# STATED PROBLEM
Revise every item below by replacing "Which pixel sits on" with "Which pixel lies on" and leaving everything else as it is. Omit the pictures from your answer.

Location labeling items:
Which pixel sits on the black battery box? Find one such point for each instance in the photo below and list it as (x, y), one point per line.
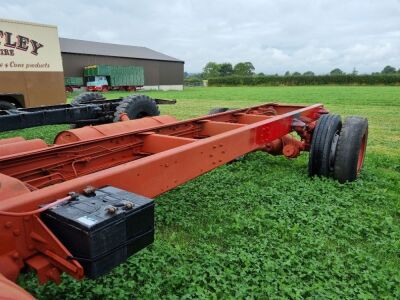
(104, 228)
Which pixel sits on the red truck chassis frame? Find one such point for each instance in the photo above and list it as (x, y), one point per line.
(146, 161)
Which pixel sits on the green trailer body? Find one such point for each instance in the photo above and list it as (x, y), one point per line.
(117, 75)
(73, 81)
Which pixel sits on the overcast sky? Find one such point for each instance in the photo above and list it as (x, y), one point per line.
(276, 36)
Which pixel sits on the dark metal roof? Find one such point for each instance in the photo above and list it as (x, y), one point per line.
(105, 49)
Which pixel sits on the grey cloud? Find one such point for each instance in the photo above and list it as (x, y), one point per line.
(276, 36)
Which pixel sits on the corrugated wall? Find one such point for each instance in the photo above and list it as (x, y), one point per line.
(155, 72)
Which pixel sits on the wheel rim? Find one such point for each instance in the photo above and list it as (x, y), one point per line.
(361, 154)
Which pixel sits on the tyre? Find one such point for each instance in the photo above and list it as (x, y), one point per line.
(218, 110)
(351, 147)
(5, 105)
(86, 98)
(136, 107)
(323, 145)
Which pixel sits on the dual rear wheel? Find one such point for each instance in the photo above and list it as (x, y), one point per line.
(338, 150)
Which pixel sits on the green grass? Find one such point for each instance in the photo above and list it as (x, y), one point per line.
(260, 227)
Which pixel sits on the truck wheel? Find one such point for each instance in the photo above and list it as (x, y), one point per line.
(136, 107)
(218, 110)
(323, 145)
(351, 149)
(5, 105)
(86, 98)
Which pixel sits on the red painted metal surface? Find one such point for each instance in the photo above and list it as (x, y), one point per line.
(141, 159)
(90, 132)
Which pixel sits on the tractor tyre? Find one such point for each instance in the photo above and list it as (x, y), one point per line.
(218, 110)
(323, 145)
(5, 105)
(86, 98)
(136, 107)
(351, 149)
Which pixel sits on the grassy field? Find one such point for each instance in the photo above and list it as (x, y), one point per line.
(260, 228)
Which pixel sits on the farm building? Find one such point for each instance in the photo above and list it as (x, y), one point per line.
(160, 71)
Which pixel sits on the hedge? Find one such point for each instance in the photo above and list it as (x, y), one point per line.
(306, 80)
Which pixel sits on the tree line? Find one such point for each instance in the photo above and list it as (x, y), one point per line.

# RESPONSE TO THIS TASK
Which pixel lies on the black battery box? Find one such point for each instance in the photo below and list it as (x, y), one point per line.
(104, 228)
Which pixel lies on the red truck chassis frame? Find one such point for each instance in the photo above and list it as (x, y), one point per line.
(146, 161)
Which pixel lies on the green trailer body? Find one such point for each instance in the photo above and list it as (x, y), one point per line.
(117, 75)
(73, 81)
Which pixel lies on the overcast sky? Find one such point for each instance in the photo above and list it as (x, y), one point per line.
(276, 36)
Which pixel lies on the dark metal roof? Find one such point for each instance in the photo above and list it as (x, y), one point per line.
(105, 49)
Which pixel lies on the grey cloud? Find one such point for each instance in the photo above and list it as (x, y), one point per line.
(276, 36)
Which pixel lies on the corrugated wall? Find one such point for each instance in the photo above and list it as (x, y), one point per line.
(155, 72)
Which pixel lies on the wheel rim? Find one such point for each instance in the photo above and list it as (x, y), one point per line.
(361, 154)
Which pixel lies on the tyre? Find one such point for each instance in the photo above and list it as (x, y), one point per line.
(218, 110)
(351, 147)
(5, 105)
(86, 98)
(136, 107)
(323, 145)
Which pixel lies on the dual rear wheel? Find one such point for each instance in the photo above and list it as (x, y), one point per line.
(338, 150)
Which pixel lies on the green grass? Find one such point for each instance in the photo above and list it as (x, y), one point per line.
(260, 227)
Which pixel lies on the truck wheel? Find one such point for each instance in the photo above and list it as (x, y), one point per line.
(136, 107)
(218, 110)
(323, 145)
(351, 149)
(5, 105)
(86, 98)
Which pixel lies on the red painted metal surface? Find one such point for each instance in the photo above and list it as (x, y), one point per line.
(141, 159)
(90, 132)
Which pixel lies on the tractor tyre? Find one such point for each instance in the photo above and list it as (x, y), one point per line.
(218, 110)
(323, 145)
(5, 105)
(86, 98)
(136, 107)
(351, 149)
Which pixel lies on the grassy field? Find one such point for each instance in the photo above and list it as (x, y), one point per line.
(260, 228)
Which pixel lies on the farm building? Find one such point for each instance in the photo above and list it as (x, y), one point per line.
(160, 71)
Which pixel lies on the hedge? Find one such point for each instance in the photo above and list it as (x, y), one point per line.
(306, 80)
Which pixel lies on the tree line? Find one such point for each instance in the photo above and list it as (x, y), one point per line.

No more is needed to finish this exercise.